- Compito:
Riporta senza alcuna modifica tutte le righe dei record, dalla riga che contiene "Please inspect the image and mark the boy in green" giù fino alla riga che contiene "[342,46,372,141]", comprese entrambe.

* * * * * * * * *

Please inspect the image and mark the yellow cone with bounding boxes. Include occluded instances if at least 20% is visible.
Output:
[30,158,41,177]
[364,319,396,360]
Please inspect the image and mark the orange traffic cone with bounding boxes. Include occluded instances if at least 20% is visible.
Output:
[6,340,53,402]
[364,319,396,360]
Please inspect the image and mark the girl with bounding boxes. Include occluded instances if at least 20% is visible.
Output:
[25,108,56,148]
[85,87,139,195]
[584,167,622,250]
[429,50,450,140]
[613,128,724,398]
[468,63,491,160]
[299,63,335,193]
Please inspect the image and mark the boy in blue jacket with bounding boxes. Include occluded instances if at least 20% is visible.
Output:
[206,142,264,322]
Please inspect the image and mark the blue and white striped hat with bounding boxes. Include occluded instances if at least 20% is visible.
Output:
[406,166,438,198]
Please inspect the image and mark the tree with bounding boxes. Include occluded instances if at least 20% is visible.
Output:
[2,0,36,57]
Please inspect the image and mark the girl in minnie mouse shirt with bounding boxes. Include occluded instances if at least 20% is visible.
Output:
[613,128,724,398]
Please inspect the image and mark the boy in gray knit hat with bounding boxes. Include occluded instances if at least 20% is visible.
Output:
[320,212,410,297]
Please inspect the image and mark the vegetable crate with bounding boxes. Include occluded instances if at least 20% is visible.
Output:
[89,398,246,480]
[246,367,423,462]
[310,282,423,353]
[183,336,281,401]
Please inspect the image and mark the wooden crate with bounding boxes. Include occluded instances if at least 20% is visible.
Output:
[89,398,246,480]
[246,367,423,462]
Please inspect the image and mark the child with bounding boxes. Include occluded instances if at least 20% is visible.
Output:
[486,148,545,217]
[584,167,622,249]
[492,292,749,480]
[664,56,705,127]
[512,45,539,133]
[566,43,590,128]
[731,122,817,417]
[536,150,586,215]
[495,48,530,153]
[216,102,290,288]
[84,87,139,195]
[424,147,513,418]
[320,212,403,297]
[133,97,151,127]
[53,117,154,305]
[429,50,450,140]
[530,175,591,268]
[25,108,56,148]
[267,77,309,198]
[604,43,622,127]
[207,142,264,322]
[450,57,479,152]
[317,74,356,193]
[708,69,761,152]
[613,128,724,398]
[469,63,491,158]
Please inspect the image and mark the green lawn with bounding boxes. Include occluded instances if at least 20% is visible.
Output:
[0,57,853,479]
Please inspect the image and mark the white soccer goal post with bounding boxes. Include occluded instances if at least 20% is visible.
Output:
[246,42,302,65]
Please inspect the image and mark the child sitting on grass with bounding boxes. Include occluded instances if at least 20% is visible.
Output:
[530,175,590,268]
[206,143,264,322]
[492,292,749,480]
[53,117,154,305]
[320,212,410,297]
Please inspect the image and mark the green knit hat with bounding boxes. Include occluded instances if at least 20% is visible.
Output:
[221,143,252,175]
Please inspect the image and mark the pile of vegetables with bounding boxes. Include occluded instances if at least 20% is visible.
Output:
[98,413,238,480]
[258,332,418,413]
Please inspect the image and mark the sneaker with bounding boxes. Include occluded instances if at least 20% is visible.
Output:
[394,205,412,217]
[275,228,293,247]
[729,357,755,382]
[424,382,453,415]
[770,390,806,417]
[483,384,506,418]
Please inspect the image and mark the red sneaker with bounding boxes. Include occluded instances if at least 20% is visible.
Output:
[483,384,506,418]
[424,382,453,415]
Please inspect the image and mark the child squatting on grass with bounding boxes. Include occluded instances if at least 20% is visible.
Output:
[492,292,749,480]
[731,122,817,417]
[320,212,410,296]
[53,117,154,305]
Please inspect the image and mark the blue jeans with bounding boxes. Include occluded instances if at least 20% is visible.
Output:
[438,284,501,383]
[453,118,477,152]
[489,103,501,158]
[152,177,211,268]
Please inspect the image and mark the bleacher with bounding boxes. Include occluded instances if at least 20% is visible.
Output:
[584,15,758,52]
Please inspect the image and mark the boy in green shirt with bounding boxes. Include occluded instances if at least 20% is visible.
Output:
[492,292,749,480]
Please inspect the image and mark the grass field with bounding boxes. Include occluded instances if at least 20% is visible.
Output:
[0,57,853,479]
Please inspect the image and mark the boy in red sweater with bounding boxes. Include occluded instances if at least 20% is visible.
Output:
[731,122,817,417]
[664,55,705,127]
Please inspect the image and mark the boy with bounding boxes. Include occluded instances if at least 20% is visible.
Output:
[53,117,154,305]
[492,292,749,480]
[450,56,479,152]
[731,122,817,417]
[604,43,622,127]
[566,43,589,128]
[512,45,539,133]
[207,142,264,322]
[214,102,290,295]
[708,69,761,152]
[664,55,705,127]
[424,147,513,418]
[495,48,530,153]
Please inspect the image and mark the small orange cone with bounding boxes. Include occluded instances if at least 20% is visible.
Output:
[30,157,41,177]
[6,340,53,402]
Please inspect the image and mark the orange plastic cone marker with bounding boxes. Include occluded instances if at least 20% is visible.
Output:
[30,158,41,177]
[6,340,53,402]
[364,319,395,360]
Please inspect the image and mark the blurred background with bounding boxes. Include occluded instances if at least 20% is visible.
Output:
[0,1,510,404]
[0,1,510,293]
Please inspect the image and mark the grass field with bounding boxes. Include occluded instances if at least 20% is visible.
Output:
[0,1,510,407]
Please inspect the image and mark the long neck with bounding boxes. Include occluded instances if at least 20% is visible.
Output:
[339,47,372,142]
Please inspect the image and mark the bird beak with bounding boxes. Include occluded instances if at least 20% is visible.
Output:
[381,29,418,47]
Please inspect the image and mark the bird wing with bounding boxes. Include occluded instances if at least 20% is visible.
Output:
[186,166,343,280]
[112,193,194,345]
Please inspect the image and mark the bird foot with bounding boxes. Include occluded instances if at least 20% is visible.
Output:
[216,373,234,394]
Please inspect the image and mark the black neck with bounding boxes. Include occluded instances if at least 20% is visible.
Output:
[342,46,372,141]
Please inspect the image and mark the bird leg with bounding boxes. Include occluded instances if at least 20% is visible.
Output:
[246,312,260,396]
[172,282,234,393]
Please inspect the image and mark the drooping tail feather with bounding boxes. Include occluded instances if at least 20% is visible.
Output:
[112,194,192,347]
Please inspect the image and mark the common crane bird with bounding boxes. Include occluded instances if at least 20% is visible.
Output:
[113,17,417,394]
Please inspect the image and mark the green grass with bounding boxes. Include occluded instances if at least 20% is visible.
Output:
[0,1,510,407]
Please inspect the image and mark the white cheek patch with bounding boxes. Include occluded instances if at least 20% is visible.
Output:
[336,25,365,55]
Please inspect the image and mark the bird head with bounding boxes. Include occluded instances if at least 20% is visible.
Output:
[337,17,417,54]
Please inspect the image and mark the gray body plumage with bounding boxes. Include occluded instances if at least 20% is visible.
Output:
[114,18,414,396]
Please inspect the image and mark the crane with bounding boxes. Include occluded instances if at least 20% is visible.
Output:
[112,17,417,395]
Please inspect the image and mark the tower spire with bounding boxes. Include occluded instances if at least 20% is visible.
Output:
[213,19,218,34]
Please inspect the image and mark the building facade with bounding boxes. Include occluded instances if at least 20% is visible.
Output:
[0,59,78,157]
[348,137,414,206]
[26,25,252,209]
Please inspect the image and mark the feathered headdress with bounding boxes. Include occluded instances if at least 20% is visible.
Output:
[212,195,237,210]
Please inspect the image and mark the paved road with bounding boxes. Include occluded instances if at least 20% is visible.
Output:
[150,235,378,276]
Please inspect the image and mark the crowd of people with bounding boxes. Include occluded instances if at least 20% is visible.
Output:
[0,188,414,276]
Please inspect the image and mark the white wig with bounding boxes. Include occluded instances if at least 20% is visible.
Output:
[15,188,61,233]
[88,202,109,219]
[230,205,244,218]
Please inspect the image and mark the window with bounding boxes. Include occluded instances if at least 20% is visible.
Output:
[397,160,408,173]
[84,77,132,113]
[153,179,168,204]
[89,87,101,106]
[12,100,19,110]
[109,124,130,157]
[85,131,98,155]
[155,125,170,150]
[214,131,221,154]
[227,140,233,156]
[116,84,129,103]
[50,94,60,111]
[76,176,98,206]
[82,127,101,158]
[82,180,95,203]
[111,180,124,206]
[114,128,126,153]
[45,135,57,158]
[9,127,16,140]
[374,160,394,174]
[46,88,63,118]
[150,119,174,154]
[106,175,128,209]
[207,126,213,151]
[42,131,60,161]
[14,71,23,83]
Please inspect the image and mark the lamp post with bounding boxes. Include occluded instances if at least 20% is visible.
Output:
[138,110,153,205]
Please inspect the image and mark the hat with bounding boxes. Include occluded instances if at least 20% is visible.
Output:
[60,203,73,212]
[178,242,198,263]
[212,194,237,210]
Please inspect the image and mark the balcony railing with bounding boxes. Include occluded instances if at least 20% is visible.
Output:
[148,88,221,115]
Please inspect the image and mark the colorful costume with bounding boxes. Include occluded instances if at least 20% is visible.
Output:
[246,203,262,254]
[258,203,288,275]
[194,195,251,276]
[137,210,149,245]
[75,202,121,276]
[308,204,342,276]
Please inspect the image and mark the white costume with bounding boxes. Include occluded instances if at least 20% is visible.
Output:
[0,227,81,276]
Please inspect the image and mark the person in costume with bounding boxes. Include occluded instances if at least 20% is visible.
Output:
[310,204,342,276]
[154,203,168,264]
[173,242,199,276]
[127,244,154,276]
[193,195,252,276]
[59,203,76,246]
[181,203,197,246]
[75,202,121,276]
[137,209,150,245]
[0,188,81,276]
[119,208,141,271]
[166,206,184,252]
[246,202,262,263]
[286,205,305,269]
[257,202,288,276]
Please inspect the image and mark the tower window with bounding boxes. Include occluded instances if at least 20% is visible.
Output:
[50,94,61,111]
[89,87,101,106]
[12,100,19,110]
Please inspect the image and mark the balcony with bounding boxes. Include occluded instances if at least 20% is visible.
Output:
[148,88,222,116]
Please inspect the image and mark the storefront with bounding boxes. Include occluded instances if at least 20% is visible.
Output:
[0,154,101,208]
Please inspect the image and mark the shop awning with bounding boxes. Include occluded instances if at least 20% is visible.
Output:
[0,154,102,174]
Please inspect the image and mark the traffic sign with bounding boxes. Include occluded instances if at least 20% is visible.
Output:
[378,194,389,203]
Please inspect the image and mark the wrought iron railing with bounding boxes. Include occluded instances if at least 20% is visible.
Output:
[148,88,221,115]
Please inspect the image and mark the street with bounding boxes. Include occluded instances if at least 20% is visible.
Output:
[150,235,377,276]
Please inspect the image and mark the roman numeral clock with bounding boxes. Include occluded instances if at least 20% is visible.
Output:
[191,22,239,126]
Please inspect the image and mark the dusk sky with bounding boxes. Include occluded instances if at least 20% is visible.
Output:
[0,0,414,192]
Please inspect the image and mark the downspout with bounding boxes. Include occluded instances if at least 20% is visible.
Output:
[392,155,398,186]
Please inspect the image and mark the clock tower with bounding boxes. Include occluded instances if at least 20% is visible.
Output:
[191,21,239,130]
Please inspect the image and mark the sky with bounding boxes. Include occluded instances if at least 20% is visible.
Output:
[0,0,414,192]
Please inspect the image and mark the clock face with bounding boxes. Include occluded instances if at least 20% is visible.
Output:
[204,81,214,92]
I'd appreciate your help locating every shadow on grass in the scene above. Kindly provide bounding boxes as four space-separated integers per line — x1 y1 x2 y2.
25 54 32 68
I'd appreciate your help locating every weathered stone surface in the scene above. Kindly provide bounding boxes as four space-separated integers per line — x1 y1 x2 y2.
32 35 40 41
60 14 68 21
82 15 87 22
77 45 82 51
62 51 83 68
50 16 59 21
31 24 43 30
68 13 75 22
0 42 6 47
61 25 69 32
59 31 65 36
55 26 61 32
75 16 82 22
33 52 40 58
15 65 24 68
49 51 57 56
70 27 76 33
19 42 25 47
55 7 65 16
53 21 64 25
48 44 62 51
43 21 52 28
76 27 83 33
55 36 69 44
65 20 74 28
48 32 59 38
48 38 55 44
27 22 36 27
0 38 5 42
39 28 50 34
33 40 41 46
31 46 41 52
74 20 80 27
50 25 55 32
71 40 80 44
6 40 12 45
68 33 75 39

* * * * * * * * *

- Risposta:
Please inspect the image and mark the boy in green shirt with bounding boxes. Include occluded instances if at least 20% is visible.
Output:
[492,292,749,480]
Please inspect the image and mark the grass field with bounding boxes. Include occluded instances if at least 20% is visible.
Output:
[0,57,853,479]
Please inspect the image and mark the boy in red sweater with bounding boxes. Include occluded instances if at least 20% is visible.
Output:
[731,122,817,417]
[664,55,705,127]
Please inspect the image and mark the boy with bounding boxes. Include occluded instances if at least 20% is visible.
Output:
[53,117,154,305]
[492,292,749,480]
[450,56,479,152]
[731,122,817,417]
[604,43,622,127]
[566,43,589,128]
[512,45,539,133]
[207,142,264,322]
[214,102,290,295]
[708,69,761,152]
[664,55,705,127]
[424,147,513,418]
[495,48,530,153]
Please inspect the image and mark the small orange cone with bounding boxes. Include occluded instances if at least 20% is visible.
Output:
[30,157,41,177]
[6,340,53,402]
Please inspect the image and mark the orange plastic cone marker with bounding boxes. Include occluded instances if at least 20% is visible.
Output:
[30,158,41,177]
[6,340,53,402]
[364,319,395,360]
Please inspect the image and mark the blurred background with bounding boxes. Include occluded instances if at least 20% is visible.
Output:
[0,1,510,404]
[0,1,510,293]
Please inspect the image and mark the grass field with bounding boxes. Include occluded instances if at least 20% is visible.
Output:
[0,1,510,407]
Please inspect the image and mark the long neck with bounding boxes. Include occluded instances if at least 20% is visible.
Output:
[339,47,372,142]
Please inspect the image and mark the bird beak with bounding boxes. Include occluded instances if at least 20% is visible.
Output:
[381,29,418,47]
Please inspect the image and mark the bird wing with bounding boxes. Include occluded instances if at least 20% is visible.
Output:
[186,166,343,280]
[112,193,194,345]
Please inspect the image and mark the bird foot with bounding boxes. Include occluded instances if at least 20% is visible.
Output:
[216,373,234,394]
Please inspect the image and mark the black neck with bounding boxes. Include occluded instances if at least 20% is visible.
Output:
[342,46,372,141]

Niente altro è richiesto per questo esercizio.